**Consegna**:
Scrivi il seguito del testo sulla storia degli indo-olandesi, ripartendo subito dopo la sua ultima frase.

**Testo fornito**:
---+---

Marion Bloem ha studiato per decenni le Indie orientali olandesi. Ha parlato a lungo con la sua famiglia e molti altri indo-olandesi, e con sua sorpresa i suoi interlocutori erano tutt’altro che taciturni, come il cliché voleva su di loro. Amavano raccontare la loro storia, ma non sono mai stati ascoltati prima. “Non sono nati in silenzio, hanno imparato a tacere.”

Per la maggior parte, la loro storia inizia nel XVII secolo nelle baracche dell’arcipelago, dove i soldati europei usavano ragazze native per i compiti domestici e per soddisfare i loro bisogni sessuali. Se un uomo sceglieva una ragazza piuttosto che un’altra, le era permesso di dormire su una stuoia sotto il suo letto, che era su palafitte per evitare allagamenti. In quel piccolo spazio, tra i pali, sono nati tanti bambini indonesiani di prima generazione. In seguito, furono chiamati indoeuropei, spesso abbreviati in “Indo”.

Che queste pratiche siano continuate per molto tempo è evidente dalla storia della nonna di Bloem, Emma. È nata ad Aceh verso la fine del secolo scorso, sotto il letto di suo padre, un uomo ebreo polacco che si era unito all’esercito reale olandese delle Indie orientali (KNIL). La nonna Emma ha detto a Bloem che sua madre, giavanese, era una specie di schiava di suo padre e veniva picchiata regolarmente. In una relazione mista, se la donna veniva rifiutata o l’uomo moriva, i bambini dovevano andare all’orfanotrofio. Non era permesso loro di crescere nella cultura della madre.

Nel tempo, i rapporti tra gli europei e la popolazione autoctona si svilupparono anche al di fuori delle baracche. Sempre più uomini olandesi si univano alla popolazione locale, camminavano scalzi, indossavano abiti leggeri e parlavano malese. Alcuni hanno fondato intere famiglie con donne indigene. Il matrimonio era proibito o consentito solo a determinate condizioni, ma c’erano anche uomini che riconoscevano i loro discendenti separatamente dal matrimonio. Altri uomini hanno fatto finta che i loro figli non esistessero.

Quando il numero di donne olandesi nella colonia aumentò nel diciannovesimo secolo, queste relazioni non furono più ritenute normali, e il termine indoeuropeo prese una connotazione negativa. Le donne olandesi disprezzavano le donne asiatiche e i loro figli di razza mista erano un problema. I “meticci” erano la prova visibile della divisione tra i coloniali “superiori” e la popolazione locale “stupida”, ha detto Bloem nella sua conferenza Anton de Kom (conferenza annuale su discriminazione e intolleranza, ndr).

---+---

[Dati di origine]
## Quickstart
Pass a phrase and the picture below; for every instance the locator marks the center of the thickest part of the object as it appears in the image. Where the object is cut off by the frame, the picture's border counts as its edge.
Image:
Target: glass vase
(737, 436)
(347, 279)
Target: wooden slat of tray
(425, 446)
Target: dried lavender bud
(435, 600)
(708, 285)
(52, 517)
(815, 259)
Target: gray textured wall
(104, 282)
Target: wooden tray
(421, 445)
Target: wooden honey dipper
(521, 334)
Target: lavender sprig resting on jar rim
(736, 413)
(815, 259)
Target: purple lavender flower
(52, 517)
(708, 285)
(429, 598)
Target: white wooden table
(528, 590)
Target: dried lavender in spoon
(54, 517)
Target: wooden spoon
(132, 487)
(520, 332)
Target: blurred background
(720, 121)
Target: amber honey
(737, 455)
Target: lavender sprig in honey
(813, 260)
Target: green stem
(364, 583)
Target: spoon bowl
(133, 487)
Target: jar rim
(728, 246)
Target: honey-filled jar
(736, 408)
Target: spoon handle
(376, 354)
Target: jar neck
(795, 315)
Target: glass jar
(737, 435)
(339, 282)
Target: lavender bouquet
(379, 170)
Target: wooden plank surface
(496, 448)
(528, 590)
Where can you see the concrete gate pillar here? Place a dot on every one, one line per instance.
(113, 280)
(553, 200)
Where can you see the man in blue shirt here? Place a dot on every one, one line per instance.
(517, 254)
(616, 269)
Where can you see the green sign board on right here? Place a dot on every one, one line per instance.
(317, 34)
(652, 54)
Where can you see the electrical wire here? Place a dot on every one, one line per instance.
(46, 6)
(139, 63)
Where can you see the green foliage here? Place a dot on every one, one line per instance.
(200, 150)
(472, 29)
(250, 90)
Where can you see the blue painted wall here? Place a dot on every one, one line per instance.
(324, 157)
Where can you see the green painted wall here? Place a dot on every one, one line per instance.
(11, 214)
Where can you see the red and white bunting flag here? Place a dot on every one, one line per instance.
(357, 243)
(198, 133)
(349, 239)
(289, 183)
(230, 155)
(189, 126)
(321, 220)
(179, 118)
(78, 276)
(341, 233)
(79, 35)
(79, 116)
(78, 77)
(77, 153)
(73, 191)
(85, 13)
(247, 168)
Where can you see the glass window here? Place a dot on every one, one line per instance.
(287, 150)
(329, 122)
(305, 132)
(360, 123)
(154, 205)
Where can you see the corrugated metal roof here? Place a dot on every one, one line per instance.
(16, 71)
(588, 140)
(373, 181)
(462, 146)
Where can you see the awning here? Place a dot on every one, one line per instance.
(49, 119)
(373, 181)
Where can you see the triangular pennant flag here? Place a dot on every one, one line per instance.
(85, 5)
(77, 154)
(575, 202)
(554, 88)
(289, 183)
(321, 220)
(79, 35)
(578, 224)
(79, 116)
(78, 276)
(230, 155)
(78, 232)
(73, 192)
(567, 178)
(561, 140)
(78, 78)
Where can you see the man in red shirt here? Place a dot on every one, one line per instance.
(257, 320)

---+---

**Risultato prodotto**:
Chiunque volesse salire più in alto doveva diventare il più olandese possibile. Quindi era importante parlare un olandese perfetto e per questo motivo nonna Emma fu mandata in un convento di suore, dove veniva rinchiusa nuda o bendata se parlava la lingua di sua madre giavanese. Inoltre, più bianco è, meglio è. Se un bambino fosse risultato troppo abbronzato, si sarebbe verificato un “contrattempo” e le possibilità di una vita serena del neonato sarebbero diminuite.

La madre di Bloem era la figlia di Emma – era la bambina più scura della famiglia. Significava che aveva imparato a macellare e spennare i polli, poiché probabilmente non avrebbe avuto un ricco coniuge e quindi nessun servitore. Un’altra figlia di Nonna Emma era bionda giocava a tennis dopo la scuola. La madre di Bloem ha recentemente compiuto novant’anni. Quando l’anno scorso Marion le ha chiesto cosa significasse per lei essere indonesiana, ha risposto: “Non dovresti vergognarti di essere indo”.

A Marion si illuminano gli occhi quando parla di questo. “Quella vergogna era profondamente radicata nell’Indoeuropeo. Anche se eri bianco, nelle Indie orientali olandesi imparavi che eri moretto e che saresti andato all’inferno. Nelle scuole, negli orfanotrofi, te lo dicevano ovunque. Mia nonna mi ha detto che in monastero a volte veniva picchiata, non sapeva perché. Ha imparato: sbaglio in ogni caso. Cosa crei per le persone?”

Nella sua conferenza, Bloem ha detto che gli indoeuropei benestanti hanno adottato i pregiudizi, le preferenze razziste e il disprezzo per il proprio gruppo etnico dagli olandesi. “Non volevano avere niente a che fare con la famiglia del Kampong, non ascoltavano la musica dei krontjong, ma studiavano i notturni di Chopin”. E: “Gli indonesiani ambiziosi preferivano non associarsi con altri indonesiani, e certamente non con indonesiani appartenenti a una classe sociale inferiore”.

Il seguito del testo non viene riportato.